====== Vorliegender Textauszug ======

Marie musste lang nach einer passenden WG suchen: Insgesamt habe sie sich sechs bis sieben WGs angesehen. Es sei anstrengend gewesen, immer wieder die gleichen Fragen über die Wohnung, Freizeitaktivitäten oder den Studiengang beantworten und stellen zu müssen. Marc hingegen hatte „riesiges Glück“. Die erste WG habe sofort zugesagt.

Megan und Emma hingegen wollten allein wohnen. Megan erinnert sich an den Stress bei der Suche. Insgesamt hatte sie acht Besichtigungen, bis sie eine Zusage bekam. Besonders der Aufwand immer von A nach B zu fahren und Termine mit Vermieter*innen abzuklären, sei anstrengend gewesen. Das war besonders herausfordernd, da sie sich während der Wohnungssuche bereits mitten im Studium befand. Emma wiederum hatte durch gute Familienkontakte schnell eine eigene Wohnung.

====== Bereitgestellte Auflistung ======

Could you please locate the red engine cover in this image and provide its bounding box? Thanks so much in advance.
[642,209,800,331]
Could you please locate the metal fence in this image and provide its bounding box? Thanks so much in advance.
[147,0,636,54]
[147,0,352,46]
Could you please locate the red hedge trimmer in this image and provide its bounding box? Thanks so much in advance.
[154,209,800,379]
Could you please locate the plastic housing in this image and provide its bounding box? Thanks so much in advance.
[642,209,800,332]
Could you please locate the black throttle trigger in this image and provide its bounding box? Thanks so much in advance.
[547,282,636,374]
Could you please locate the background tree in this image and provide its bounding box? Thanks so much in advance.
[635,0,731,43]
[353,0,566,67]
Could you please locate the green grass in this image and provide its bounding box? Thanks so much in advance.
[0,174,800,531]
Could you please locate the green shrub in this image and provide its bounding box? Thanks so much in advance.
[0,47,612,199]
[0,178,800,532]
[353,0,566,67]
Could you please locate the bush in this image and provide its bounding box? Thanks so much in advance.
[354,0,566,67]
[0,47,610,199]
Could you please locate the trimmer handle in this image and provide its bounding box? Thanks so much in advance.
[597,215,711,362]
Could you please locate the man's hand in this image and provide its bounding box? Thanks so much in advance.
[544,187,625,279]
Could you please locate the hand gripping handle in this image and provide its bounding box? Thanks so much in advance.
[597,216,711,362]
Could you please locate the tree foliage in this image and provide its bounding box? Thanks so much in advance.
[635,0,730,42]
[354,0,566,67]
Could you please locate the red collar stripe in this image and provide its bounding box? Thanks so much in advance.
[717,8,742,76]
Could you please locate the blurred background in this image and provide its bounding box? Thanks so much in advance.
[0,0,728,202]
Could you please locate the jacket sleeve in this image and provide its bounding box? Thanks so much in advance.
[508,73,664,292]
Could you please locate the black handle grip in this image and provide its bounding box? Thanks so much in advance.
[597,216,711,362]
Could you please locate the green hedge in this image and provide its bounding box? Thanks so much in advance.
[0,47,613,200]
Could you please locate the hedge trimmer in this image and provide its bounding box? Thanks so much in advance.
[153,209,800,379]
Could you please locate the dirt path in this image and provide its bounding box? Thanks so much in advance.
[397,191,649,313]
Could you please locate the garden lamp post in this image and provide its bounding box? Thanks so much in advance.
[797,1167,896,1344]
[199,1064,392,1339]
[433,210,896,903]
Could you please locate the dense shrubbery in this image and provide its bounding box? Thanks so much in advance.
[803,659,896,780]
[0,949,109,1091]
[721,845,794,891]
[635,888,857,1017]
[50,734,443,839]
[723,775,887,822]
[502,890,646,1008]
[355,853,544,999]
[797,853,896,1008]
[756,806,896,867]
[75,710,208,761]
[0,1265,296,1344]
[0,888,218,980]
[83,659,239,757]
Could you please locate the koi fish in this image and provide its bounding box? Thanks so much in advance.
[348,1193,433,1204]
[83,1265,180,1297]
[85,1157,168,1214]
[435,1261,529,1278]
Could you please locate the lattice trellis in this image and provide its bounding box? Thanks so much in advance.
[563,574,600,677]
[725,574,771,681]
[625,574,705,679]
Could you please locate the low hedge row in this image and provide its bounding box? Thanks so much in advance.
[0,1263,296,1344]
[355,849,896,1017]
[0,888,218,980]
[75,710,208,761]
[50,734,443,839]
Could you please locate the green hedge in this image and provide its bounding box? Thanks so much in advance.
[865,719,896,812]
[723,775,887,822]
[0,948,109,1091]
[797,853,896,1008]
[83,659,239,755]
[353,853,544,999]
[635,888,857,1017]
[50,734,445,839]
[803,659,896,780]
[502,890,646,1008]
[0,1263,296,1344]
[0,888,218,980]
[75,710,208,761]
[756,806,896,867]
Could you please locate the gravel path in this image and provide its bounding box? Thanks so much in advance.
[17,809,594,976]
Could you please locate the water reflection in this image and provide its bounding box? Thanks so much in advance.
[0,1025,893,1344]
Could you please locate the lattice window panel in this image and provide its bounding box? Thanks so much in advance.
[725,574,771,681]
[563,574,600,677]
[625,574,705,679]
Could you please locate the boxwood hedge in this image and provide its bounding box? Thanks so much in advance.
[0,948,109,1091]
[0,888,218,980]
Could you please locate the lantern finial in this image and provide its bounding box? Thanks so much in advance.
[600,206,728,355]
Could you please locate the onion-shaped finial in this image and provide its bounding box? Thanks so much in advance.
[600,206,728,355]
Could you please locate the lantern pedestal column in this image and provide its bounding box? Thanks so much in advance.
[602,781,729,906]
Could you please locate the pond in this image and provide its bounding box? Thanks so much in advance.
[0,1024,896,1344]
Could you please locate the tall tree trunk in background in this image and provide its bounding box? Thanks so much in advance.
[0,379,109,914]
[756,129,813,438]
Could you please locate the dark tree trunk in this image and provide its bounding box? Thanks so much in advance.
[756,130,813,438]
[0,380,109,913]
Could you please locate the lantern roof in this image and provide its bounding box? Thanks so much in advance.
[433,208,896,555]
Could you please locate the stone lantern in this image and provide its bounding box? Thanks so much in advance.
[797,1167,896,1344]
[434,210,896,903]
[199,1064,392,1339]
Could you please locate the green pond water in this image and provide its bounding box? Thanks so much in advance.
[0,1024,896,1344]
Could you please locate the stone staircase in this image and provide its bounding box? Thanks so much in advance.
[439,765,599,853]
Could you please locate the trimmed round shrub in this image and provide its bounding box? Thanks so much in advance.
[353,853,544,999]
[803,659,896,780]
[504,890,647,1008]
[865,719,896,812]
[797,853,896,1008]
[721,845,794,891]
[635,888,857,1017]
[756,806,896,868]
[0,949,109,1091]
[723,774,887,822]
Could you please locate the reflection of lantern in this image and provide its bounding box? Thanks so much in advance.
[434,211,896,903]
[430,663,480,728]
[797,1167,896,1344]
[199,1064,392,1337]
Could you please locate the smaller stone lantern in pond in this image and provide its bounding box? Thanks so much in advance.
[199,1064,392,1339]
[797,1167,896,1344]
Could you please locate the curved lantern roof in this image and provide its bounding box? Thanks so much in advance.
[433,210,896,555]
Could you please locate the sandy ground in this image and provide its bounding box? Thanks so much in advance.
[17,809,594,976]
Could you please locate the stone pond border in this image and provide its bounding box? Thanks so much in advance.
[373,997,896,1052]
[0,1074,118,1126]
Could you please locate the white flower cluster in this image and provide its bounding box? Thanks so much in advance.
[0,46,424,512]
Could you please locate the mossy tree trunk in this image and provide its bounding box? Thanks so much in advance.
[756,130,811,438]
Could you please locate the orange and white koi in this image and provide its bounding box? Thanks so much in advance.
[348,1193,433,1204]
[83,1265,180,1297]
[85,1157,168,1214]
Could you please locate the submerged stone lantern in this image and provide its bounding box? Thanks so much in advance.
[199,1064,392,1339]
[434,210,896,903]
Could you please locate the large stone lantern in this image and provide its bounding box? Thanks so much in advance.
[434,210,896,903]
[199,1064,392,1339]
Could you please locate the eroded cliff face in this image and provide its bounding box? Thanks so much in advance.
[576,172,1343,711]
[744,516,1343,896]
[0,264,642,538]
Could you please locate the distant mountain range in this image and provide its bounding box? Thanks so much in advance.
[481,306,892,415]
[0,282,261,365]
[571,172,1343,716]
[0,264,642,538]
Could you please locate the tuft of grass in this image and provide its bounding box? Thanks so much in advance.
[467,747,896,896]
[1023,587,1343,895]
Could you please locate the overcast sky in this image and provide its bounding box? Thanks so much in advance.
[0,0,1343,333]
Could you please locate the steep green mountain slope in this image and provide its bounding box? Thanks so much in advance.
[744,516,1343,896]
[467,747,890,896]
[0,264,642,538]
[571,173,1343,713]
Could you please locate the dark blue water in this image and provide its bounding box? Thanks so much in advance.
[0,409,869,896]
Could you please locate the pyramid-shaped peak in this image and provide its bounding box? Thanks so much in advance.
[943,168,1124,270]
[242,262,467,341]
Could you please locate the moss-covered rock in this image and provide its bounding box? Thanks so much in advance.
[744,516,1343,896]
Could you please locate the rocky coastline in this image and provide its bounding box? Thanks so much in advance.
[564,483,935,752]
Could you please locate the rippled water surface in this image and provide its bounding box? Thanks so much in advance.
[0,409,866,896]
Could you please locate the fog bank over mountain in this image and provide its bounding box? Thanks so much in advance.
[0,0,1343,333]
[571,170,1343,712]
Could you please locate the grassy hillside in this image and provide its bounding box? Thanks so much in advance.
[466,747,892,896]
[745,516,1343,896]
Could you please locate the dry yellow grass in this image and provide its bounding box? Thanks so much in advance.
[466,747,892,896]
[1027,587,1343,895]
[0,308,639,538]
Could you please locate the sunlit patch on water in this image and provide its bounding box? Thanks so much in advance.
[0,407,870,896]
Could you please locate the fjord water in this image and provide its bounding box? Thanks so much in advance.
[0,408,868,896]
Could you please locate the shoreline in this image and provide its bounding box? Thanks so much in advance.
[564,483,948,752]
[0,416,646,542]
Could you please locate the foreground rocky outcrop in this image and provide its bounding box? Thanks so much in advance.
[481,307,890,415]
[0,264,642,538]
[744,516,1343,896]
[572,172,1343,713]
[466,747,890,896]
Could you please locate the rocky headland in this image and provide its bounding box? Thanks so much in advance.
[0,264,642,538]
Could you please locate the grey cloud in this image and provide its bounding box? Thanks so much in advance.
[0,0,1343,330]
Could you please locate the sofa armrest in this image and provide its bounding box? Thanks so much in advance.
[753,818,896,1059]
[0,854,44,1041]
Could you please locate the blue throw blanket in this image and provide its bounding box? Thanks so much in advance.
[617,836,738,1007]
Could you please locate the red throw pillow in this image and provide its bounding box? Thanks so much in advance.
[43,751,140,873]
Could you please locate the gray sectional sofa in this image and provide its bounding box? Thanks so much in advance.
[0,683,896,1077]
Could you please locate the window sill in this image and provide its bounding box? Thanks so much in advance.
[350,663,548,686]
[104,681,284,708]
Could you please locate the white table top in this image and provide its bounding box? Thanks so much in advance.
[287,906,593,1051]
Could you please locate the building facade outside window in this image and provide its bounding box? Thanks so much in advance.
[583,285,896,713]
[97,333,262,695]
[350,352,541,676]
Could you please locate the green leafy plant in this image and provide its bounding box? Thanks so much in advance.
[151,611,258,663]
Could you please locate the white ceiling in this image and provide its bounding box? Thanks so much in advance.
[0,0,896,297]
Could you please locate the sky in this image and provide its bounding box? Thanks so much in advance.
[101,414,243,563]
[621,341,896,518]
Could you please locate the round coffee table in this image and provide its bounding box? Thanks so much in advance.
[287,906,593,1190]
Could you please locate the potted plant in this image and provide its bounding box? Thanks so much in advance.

======

* _Deine Aufgaben_:
- A) Beantworte mithilfe des Textauszugs zur Wohnungssuche diese Fragen:
(i) Wie viele WGs hat sich Marie insgesamt angesehen?
(ii) Wie viele Besichtigungen hatte Megan, bis sie eine Zusage bekam?
(iii) Wodurch kam Emma schnell zu einer eigenen Wohnung?
- B) Gib die Zeilen der Auflistung als Markdown-Tabelle mit den Spalten „Nummer“ und „Eintrag“ wieder, beginnend mit der Zeile, die „Could you please locate the lantern pedestal“ enthält, und endend mit der Zeile, die „[0,380,109,913]“ enthält. Beide Grenzzeilen gehören dazu, Leerzeilen entfallen.
Der Textauszug und die Auflistung stammen aus unterschiedlichen Quellen.

* _Lösungen_:
- A)
(i) Sechs bis sieben WGs.
(ii) Acht Besichtigungen.
(iii) Durch gute Familienkontakte.

- B)
| Nummer | Eintrag |
|---|---|
| 1 | Could you please locate the lantern pedestal column in this image and provide its bounding box? Thanks so much in advance. |
| 2 | [602,781,729,906] |
| 3 | Could you please locate the pond in this image and provide its bounding box? Thanks so much in advance. |
| 4 | [0,1024,896,1344] |
| 5 | Could you please locate the tall tree trunk in background in this image and provide its bounding box? Thanks so much in advance. |
| 6 | [0,379,109,914] |
| 7 | [756,129,813,438] |
| 8 | Could you please locate the dark tree trunk in this image and provide its bounding box? Thanks so much in advance. |
| 9 | [756,130,813,438] |
| 10 | [0,380,109,913] |